Rows from a dataset
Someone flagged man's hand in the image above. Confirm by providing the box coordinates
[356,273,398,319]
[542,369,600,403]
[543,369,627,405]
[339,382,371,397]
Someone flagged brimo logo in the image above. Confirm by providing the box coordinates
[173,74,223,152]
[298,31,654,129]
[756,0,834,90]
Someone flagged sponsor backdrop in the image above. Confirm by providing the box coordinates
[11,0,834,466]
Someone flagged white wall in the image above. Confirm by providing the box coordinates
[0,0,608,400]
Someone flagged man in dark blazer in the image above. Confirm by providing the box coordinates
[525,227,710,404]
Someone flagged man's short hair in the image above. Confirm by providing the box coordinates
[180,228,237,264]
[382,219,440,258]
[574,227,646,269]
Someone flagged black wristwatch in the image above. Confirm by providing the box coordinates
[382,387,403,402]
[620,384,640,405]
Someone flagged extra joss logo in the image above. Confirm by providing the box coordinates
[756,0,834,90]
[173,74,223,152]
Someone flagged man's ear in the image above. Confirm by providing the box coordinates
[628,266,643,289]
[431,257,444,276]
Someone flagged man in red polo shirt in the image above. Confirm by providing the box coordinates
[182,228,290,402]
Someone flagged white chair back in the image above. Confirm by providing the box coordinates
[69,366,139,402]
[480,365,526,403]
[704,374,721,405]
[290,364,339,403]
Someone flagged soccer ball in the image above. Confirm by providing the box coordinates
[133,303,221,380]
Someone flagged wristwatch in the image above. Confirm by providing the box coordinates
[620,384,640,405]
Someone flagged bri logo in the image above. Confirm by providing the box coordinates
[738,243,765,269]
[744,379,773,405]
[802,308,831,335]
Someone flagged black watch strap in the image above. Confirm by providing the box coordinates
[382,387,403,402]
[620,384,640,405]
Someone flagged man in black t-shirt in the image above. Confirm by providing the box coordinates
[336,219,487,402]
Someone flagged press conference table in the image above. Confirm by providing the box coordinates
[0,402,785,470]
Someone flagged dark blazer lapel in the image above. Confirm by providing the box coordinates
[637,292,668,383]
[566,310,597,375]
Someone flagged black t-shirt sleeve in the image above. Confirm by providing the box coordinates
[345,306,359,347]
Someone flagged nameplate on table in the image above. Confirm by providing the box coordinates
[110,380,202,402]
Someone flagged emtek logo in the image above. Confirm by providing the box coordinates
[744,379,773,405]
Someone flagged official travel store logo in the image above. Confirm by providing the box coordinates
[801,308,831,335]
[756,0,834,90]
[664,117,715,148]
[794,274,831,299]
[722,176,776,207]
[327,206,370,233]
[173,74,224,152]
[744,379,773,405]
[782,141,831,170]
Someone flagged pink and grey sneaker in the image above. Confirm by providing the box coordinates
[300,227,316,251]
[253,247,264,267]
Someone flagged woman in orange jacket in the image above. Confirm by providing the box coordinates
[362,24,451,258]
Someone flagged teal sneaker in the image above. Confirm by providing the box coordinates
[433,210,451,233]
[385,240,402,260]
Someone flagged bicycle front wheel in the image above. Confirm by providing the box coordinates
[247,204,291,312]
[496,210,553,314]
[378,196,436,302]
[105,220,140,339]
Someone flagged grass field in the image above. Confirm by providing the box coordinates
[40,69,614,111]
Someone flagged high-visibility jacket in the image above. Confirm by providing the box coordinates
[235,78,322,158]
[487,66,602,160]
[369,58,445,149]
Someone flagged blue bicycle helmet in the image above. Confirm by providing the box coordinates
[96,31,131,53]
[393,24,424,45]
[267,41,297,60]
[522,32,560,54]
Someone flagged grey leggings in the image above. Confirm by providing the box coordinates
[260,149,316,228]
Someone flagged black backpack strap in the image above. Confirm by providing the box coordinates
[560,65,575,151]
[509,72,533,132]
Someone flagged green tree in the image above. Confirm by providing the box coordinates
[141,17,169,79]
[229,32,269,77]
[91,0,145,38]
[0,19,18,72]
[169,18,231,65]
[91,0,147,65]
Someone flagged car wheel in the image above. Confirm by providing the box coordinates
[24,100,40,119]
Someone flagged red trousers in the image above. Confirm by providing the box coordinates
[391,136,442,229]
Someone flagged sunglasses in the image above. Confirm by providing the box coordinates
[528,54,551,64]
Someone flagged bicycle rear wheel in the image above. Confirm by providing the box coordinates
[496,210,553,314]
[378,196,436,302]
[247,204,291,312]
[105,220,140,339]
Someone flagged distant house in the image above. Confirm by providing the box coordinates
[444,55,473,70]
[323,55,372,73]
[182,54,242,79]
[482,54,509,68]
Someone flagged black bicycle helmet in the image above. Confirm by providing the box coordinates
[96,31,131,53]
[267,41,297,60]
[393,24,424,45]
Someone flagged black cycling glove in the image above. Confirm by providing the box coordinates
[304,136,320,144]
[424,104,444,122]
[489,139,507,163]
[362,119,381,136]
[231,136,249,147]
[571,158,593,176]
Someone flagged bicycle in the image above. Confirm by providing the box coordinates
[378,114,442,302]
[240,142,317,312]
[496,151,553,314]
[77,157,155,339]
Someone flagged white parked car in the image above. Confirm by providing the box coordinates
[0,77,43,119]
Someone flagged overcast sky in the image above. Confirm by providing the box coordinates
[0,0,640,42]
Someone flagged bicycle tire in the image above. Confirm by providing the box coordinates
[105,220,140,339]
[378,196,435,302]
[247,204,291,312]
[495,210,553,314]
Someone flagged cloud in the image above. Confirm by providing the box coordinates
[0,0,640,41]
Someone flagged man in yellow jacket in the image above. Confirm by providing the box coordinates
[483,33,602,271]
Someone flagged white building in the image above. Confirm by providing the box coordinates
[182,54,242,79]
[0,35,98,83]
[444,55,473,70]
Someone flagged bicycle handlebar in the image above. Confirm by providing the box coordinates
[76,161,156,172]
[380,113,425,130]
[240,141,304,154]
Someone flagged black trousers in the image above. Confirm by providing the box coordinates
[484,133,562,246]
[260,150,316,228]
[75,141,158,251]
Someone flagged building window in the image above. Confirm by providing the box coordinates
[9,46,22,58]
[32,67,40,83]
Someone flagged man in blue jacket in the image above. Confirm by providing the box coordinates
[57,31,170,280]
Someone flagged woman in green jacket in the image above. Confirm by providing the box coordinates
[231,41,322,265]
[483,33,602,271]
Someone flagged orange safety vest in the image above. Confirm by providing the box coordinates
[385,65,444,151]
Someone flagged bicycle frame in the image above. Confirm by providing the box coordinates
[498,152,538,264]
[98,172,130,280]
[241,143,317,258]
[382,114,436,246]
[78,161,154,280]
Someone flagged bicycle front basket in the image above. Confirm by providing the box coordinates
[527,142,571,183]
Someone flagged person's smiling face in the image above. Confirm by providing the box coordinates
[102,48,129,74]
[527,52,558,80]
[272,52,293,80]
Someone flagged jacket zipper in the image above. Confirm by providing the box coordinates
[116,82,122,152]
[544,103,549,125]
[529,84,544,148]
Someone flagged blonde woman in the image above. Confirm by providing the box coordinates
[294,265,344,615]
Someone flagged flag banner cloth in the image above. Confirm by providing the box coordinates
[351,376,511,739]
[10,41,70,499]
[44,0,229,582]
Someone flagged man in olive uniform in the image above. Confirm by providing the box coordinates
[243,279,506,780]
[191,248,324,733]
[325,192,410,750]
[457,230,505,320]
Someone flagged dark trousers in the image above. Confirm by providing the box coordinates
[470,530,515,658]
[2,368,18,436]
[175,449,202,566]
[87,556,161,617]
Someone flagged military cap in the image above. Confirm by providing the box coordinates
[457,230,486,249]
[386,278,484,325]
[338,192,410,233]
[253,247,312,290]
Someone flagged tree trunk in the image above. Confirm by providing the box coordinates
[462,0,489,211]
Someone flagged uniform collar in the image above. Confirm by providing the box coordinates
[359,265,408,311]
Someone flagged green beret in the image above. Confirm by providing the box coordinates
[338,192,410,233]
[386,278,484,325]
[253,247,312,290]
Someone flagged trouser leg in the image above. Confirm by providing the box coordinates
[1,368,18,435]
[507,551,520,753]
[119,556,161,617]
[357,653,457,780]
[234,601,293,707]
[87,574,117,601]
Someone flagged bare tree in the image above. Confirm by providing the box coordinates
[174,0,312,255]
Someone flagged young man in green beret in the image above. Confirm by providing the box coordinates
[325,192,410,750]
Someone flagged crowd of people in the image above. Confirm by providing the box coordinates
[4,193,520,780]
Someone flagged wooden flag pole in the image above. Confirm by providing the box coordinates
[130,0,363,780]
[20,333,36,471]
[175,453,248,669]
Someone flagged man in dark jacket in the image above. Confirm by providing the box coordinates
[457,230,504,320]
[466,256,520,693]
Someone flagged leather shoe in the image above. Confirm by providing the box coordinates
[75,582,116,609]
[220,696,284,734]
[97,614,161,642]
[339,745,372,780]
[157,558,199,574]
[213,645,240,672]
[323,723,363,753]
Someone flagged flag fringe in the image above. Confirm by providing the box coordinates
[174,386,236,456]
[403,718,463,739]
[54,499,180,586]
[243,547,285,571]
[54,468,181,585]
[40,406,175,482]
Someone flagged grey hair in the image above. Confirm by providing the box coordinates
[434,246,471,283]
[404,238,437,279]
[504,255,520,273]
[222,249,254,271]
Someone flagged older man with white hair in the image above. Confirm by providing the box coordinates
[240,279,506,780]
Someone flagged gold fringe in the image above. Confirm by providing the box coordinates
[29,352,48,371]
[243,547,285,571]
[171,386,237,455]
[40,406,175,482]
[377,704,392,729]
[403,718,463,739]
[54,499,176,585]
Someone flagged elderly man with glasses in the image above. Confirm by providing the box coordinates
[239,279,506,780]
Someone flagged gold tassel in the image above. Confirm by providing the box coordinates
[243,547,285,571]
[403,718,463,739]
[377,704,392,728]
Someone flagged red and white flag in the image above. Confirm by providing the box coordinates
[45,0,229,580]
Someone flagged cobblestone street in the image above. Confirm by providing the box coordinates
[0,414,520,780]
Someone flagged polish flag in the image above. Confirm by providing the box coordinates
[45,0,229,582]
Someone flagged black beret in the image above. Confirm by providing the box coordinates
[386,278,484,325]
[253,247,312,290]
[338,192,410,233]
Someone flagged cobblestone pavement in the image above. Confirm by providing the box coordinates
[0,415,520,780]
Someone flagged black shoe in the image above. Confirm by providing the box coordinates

### Problem statement
Copy out the lines word for word, starting with the line that contains "Someone flagged flag fringe" and ending with the line that contains "[222,249,254,271]", both included.

### Response below
Someone flagged flag fringe in the image above. Confirm by providing the box coordinates
[174,386,236,456]
[403,718,463,739]
[54,499,180,586]
[243,547,285,571]
[54,468,181,585]
[40,406,175,482]
Someone flagged grey hair in the image above. Confirm by providing the box coordinates
[434,246,471,283]
[404,238,437,279]
[504,255,520,273]
[222,249,254,271]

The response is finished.